**Aim:**
Present the data once more in exactly its original form.

* start Data to process *

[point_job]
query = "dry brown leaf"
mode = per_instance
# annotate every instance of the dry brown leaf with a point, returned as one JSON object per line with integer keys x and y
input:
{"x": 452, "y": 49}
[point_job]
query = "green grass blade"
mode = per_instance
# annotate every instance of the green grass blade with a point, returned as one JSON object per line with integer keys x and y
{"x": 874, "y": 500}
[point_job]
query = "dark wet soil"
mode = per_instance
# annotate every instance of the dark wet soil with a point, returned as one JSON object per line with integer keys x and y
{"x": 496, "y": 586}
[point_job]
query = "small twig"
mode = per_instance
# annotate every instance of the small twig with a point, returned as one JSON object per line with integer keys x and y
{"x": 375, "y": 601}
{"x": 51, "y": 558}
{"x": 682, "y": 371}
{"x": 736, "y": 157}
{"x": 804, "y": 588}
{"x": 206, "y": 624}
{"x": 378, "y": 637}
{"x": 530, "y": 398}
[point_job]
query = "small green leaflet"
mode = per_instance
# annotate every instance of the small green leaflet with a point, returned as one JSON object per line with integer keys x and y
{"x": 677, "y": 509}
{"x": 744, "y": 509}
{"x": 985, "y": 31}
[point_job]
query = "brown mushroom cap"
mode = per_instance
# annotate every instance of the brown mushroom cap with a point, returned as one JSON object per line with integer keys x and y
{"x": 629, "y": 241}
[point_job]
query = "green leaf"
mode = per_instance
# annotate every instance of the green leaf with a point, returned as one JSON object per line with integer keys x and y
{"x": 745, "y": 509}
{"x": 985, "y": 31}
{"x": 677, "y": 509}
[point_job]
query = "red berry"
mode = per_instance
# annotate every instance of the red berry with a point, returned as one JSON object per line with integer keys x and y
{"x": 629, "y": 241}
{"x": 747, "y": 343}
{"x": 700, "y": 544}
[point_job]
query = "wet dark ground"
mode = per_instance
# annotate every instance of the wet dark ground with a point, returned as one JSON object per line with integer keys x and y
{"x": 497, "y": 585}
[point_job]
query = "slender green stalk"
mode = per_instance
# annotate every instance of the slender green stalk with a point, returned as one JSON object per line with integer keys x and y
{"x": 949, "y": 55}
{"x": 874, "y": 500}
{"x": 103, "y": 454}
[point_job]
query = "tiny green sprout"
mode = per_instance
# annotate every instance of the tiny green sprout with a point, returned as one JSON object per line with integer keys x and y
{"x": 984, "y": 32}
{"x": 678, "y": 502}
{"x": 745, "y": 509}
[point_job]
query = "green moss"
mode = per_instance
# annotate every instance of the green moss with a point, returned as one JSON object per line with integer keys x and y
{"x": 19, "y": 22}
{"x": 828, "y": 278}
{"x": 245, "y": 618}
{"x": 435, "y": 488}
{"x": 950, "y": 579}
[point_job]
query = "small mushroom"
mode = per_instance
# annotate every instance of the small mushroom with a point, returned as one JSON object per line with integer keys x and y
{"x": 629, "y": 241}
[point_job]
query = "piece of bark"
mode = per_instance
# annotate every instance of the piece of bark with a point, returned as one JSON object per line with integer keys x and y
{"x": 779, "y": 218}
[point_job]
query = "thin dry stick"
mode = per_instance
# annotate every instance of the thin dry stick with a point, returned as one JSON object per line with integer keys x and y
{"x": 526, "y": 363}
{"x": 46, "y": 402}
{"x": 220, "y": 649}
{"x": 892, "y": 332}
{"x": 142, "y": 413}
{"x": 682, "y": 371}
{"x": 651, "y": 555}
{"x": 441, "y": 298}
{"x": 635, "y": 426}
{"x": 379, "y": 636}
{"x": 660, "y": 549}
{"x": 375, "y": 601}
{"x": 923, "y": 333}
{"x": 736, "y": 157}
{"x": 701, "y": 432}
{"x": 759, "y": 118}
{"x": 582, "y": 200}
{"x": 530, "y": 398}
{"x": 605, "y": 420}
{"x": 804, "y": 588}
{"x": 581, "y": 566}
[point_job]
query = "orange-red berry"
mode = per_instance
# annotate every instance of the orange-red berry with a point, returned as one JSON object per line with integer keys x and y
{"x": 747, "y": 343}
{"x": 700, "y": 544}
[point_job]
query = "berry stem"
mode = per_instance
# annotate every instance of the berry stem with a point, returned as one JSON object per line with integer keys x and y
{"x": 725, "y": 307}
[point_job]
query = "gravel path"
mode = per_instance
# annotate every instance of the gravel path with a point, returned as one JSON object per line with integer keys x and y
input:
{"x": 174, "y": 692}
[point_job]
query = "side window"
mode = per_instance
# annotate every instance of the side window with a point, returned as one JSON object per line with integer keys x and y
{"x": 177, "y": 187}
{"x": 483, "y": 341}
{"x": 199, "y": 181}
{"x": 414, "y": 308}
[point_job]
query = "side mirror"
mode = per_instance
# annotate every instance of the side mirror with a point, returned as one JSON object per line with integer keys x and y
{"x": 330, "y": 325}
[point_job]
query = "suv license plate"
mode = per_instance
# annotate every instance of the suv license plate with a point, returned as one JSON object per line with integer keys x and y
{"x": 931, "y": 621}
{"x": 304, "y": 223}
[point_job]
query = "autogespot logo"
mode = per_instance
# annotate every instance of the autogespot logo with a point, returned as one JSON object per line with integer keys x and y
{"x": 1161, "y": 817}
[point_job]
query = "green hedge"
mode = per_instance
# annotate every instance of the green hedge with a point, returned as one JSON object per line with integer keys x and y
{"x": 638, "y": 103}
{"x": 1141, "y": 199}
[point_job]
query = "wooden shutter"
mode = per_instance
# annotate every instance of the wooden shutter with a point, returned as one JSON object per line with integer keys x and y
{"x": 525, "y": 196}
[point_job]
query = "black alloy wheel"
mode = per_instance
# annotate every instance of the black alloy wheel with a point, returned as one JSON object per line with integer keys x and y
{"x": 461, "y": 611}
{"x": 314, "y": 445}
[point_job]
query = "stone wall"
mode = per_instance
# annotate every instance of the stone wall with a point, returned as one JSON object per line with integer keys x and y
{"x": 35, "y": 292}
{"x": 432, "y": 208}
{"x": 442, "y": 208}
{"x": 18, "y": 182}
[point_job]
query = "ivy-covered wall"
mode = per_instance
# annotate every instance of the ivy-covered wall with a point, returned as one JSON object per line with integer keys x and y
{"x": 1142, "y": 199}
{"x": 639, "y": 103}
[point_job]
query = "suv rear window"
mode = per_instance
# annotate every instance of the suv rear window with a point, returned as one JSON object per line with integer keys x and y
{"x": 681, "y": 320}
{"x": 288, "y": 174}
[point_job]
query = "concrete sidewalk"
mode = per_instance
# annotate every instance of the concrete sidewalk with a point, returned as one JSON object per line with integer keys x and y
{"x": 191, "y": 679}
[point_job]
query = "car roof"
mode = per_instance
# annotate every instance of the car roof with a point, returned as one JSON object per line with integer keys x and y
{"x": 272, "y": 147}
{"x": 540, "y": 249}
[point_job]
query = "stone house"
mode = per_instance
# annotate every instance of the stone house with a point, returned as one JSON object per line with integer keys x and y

* end Data to process *

**Answer below:**
[point_job]
query = "dry brown leaf"
mode = per_instance
# annotate every instance of the dry brown leaf with a point, returned as one JSON object per line with integer keys x and y
input:
{"x": 452, "y": 49}
[point_job]
query = "green grass blade"
mode = per_instance
# annotate every instance of the green grass blade with a point, returned as one JSON object per line with integer keys x and y
{"x": 874, "y": 500}
[point_job]
query = "dark wet soil"
mode = per_instance
# annotate every instance of the dark wet soil with a point, returned as one JSON object per line with integer keys x and y
{"x": 496, "y": 586}
[point_job]
query = "small twig"
mode = per_instance
# annotate every instance of the small twig with a point, returned as one JSON object per line with integer keys x and y
{"x": 375, "y": 601}
{"x": 51, "y": 558}
{"x": 682, "y": 371}
{"x": 736, "y": 157}
{"x": 804, "y": 588}
{"x": 206, "y": 624}
{"x": 378, "y": 637}
{"x": 530, "y": 398}
[point_job]
query = "small green leaflet"
mode = per_instance
# annotate every instance of the small green leaflet with a point, returned as one JSON object per line with integer keys x and y
{"x": 677, "y": 509}
{"x": 744, "y": 509}
{"x": 985, "y": 31}
[point_job]
query = "brown mushroom cap"
mode = per_instance
# annotate every instance of the brown mushroom cap with a point, returned as one JSON object per line with integer keys x and y
{"x": 629, "y": 241}
[point_job]
query = "green leaf"
mode = per_instance
# annotate every instance of the green leaf with a point, returned as one JSON object per line with integer keys x and y
{"x": 745, "y": 509}
{"x": 985, "y": 31}
{"x": 677, "y": 509}
[point_job]
query = "red berry"
mode = per_instance
# annotate every instance of the red berry with a point, returned as one JSON object per line with integer keys x and y
{"x": 629, "y": 241}
{"x": 747, "y": 343}
{"x": 700, "y": 544}
[point_job]
query = "wet dark ground"
mode = per_instance
# annotate every instance of the wet dark ground with a point, returned as one JSON object per line with integer keys x and y
{"x": 497, "y": 585}
[point_job]
query = "slender green stalk"
mode = per_instance
# annotate every instance of the slender green stalk with a point, returned as one JSON object per line with integer keys x and y
{"x": 949, "y": 55}
{"x": 874, "y": 500}
{"x": 103, "y": 454}
[point_job]
query = "tiny green sprout"
mode = per_instance
# annotate every instance of the tiny green sprout with a point, returned as one JSON object per line with integer keys x and y
{"x": 984, "y": 32}
{"x": 678, "y": 502}
{"x": 745, "y": 509}
[point_job]
query = "green moss"
mode = per_instance
# annotate every instance of the green moss with a point, returned as one JSON object per line with integer keys x and y
{"x": 19, "y": 22}
{"x": 828, "y": 278}
{"x": 245, "y": 618}
{"x": 435, "y": 488}
{"x": 950, "y": 579}
[point_job]
query = "small mushroom"
mode = per_instance
# annotate every instance of the small mushroom with a point, returned as one JSON object per line with integer keys x and y
{"x": 629, "y": 241}
[point_job]
query = "piece of bark"
mode = per_instance
# annotate every instance of the piece of bark with a point, returned as one JSON object per line with integer keys x and y
{"x": 779, "y": 218}
[point_job]
query = "thin dry stick"
mode = per_instance
# annotate every instance of the thin dry stick with a point, returned as one JSON object per line with integer keys x and y
{"x": 526, "y": 363}
{"x": 46, "y": 402}
{"x": 220, "y": 649}
{"x": 892, "y": 332}
{"x": 142, "y": 413}
{"x": 682, "y": 371}
{"x": 651, "y": 555}
{"x": 441, "y": 298}
{"x": 635, "y": 426}
{"x": 379, "y": 636}
{"x": 660, "y": 549}
{"x": 375, "y": 601}
{"x": 923, "y": 333}
{"x": 736, "y": 157}
{"x": 701, "y": 432}
{"x": 759, "y": 118}
{"x": 582, "y": 200}
{"x": 530, "y": 398}
{"x": 605, "y": 420}
{"x": 804, "y": 588}
{"x": 581, "y": 566}
[point_job]
query = "orange-red berry"
mode = per_instance
# annotate every instance of the orange-red berry with a point, returned as one JSON object per line with integer keys x and y
{"x": 747, "y": 343}
{"x": 700, "y": 544}
[point_job]
query = "berry stem"
mode = per_instance
# annotate every instance of the berry stem with a point, returned as one JSON object per line with integer keys x and y
{"x": 725, "y": 307}
[point_job]
query = "gravel path"
mode = per_instance
# annotate every instance of the gravel path with a point, returned as one JSON object per line with integer keys x and y
input:
{"x": 174, "y": 692}
[point_job]
query = "side window"
mode = per_instance
# annotate every instance of the side window with a point, returned as one JSON object per line with integer keys x and y
{"x": 177, "y": 187}
{"x": 483, "y": 341}
{"x": 199, "y": 181}
{"x": 414, "y": 308}
[point_job]
query = "side mirror"
mode = per_instance
# annotate every instance of the side mirror with a point, returned as one JSON object per line with integer keys x and y
{"x": 330, "y": 325}
[point_job]
query = "suv license plate"
mode = per_instance
# annotate every instance of the suv license plate with a point, returned as one JSON object per line with integer keys x and y
{"x": 931, "y": 621}
{"x": 304, "y": 223}
[point_job]
query = "autogespot logo"
mode = per_instance
# annotate every instance of the autogespot logo with a point, returned as one JSON object per line with integer keys x and y
{"x": 1161, "y": 817}
[point_job]
query = "green hedge"
mode = per_instance
# annotate every instance of the green hedge with a point, returned as one JSON object per line with integer keys x and y
{"x": 638, "y": 103}
{"x": 1141, "y": 199}
[point_job]
query = "wooden shutter"
mode = per_instance
# annotate every instance of the wooden shutter with a point, returned as one JSON object per line with integer keys x and y
{"x": 525, "y": 196}
[point_job]
query = "black alloy wheel"
mode = per_instance
# annotate every instance of the black alloy wheel with a point, returned as one JSON object per line with integer keys x and y
{"x": 461, "y": 611}
{"x": 314, "y": 445}
[point_job]
query = "stone wall"
mode = per_instance
# annotate every instance of the stone wall with a point, returned as one JSON object per line with integer keys x and y
{"x": 35, "y": 292}
{"x": 432, "y": 208}
{"x": 442, "y": 208}
{"x": 18, "y": 182}
[point_job]
query = "ivy-covered wall"
mode = per_instance
# annotate every instance of the ivy-covered wall with a point, returned as one JSON object per line with integer keys x and y
{"x": 1142, "y": 199}
{"x": 639, "y": 103}
[point_job]
query = "suv rear window"
mode = per_instance
# annotate every instance of the suv rear window with a point, returned as one JSON object per line with integer keys x and y
{"x": 681, "y": 320}
{"x": 288, "y": 174}
[point_job]
query = "concrete sidewalk"
mode = per_instance
# annotate every instance of the concrete sidewalk with a point, returned as one JSON object per line with integer keys x and y
{"x": 191, "y": 679}
[point_job]
query = "car roof"
mode = per_instance
# annotate every instance of the car roof with a point, returned as one JSON object per line with integer keys x and y
{"x": 272, "y": 147}
{"x": 540, "y": 249}
[point_job]
query = "stone house"
mode = per_instance
# annotate every instance of the stone house with a point, returned as one JSON object per line with integer keys x and y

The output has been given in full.